> _Dataset_
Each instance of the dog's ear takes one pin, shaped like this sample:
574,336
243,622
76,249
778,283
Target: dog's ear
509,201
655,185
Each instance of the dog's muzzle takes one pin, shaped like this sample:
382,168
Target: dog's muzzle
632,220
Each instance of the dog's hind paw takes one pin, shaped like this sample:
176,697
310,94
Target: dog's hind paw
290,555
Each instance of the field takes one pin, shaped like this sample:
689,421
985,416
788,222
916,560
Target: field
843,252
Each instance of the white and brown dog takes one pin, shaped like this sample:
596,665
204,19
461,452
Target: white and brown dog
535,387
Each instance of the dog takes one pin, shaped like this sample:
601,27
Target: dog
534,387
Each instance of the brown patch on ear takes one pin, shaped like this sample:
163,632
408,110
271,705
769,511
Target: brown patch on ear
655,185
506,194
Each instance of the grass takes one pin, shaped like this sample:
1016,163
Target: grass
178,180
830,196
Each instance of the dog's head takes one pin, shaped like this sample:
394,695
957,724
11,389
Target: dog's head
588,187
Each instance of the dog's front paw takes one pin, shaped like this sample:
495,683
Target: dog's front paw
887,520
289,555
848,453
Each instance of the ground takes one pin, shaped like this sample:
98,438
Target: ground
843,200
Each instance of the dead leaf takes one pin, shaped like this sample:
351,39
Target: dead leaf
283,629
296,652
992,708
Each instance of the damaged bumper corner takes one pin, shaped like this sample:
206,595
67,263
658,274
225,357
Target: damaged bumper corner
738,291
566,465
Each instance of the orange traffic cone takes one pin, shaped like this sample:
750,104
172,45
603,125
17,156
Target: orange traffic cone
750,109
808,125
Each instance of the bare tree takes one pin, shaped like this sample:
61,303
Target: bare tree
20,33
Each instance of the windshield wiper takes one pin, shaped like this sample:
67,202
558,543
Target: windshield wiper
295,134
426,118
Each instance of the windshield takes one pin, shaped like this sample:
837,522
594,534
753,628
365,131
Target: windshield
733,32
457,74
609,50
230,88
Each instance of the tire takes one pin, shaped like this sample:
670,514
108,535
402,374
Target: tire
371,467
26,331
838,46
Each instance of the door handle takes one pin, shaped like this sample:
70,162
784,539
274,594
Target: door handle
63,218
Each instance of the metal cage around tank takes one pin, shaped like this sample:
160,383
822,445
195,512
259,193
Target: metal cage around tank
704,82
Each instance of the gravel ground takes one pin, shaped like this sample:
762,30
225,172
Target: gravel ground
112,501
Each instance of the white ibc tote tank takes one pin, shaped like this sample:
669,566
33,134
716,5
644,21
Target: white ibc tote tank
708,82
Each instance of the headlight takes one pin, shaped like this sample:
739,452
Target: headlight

> _Problem to solve_
With nothing left out, print the data above exactly.

> _Reply to the task_
Each instance of the dog's ear takes one pin, shaped like this sample:
574,336
243,622
76,249
778,283
Target: dog's ear
509,201
655,185
Each instance of the dog's muzzle takes one pin, shaped like this sample:
382,168
Target: dog's muzzle
632,220
Each instance of the dog's hind paw takes one pin, shaped like this sample:
176,697
310,94
Target: dog's hind paw
290,555
Each instance of the field takes one pin, shaped like this sample:
689,421
985,416
788,222
916,560
Target: field
843,252
Each instance of the white and brown dog takes one pin, shaped like this sample:
596,665
204,19
461,452
Target: white and brown dog
535,387
Each instance of the dog takes one pin, shaped like this sample:
601,27
Target: dog
534,387
Each instance of the brown patch on ear takes one pin, shaped like this sample:
163,632
408,110
271,705
769,511
Target: brown patch on ear
655,185
506,194
Each instance of the grass takes one pin, shaped like this sample:
1016,163
Target: grass
178,180
830,196
Each instance of the dog's head takes one pin, shaped like this sample:
394,695
957,724
11,389
Target: dog's head
588,187
Each instance of the dog's front paw takes one pin, shaped like this sample:
495,683
Target: dog's front paw
887,520
289,555
848,453
Each instance of the ground takes one pin, shaped like this sample:
98,438
Target: ground
843,200
Each instance of the dead leaf takes one pin, shaped like this sample:
351,39
Target: dead leaf
283,629
296,652
992,708
Each instance of the damaged bumper corner takes one pin, shaped like this sample:
206,595
67,263
658,274
225,357
Target: damaged bumper corner
738,291
566,465
Each instance of the orange traffic cone takes one pin, shaped like this sample:
750,104
172,45
603,125
17,156
Target: orange traffic cone
750,109
808,125
Each instance of the bare tree takes one pin, shaped like this sample:
61,303
Target: bare tree
20,33
Each instance of the windshield wiper takes one pin, shaped like this sample:
67,202
558,543
Target: windshield wiper
295,134
426,118
Each instance of the windshield takes one pin, shaped like this sample:
837,522
594,534
753,628
365,131
Target: windshield
733,32
457,74
609,50
230,88
Each instance of the tire takes one pin, shaped like this sample:
670,514
108,535
402,374
Target: tire
371,467
26,331
838,46
Each instance of the door handle takes one pin, shaped like this sample:
70,162
784,539
274,594
Target: door handle
63,218
Each instance of the metal cage around tank takes one pin, shaped like this sample:
160,383
822,445
195,512
259,193
Target: metal cage around tank
704,82
Each instance of the gravel ground takes one pin, shaped like this sample:
762,30
225,172
Target: gravel ground
112,501
Each instance of the white ibc tote tank takes one pin, shaped like this sample:
669,566
33,134
716,5
644,21
Target: white ibc tote tank
708,82
Each instance of the headlight takes one pin, shaped like this sample:
739,452
Target: headlight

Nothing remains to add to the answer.